═════ Given entries ═════

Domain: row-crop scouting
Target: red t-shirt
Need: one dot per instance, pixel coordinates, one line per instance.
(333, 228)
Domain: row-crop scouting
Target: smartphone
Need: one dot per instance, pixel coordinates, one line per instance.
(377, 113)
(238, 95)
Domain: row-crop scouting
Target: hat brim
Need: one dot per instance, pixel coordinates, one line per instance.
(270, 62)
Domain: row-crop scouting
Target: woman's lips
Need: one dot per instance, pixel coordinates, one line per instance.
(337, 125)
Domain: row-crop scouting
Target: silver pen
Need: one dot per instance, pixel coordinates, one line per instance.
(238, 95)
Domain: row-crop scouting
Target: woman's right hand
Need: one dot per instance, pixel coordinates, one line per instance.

═════

* **Task statement**
I need each line above reproduced exactly.

* **Your solution**
Domain: row-crop scouting
Target: red t-shirt
Need: one dot per instance, pixel coordinates, one line per instance.
(333, 228)
Domain: row-crop scouting
Target: smartphone
Need: one dot per instance, pixel coordinates, one line per instance.
(377, 113)
(238, 95)
Domain: row-crop scouting
Target: hat brim
Need: one dot per instance, pixel coordinates, one line per instance.
(270, 62)
Domain: row-crop scouting
Target: woman's lips
Need: one dot per instance, pixel coordinates, one line per instance.
(337, 125)
Domain: row-crop scouting
Target: silver pen
Need: one dot per instance, pixel coordinates, one line per instance.
(238, 95)
Domain: row-crop scouting
Target: woman's right hand
Need: one dot per instance, pixel coordinates, one line per instance.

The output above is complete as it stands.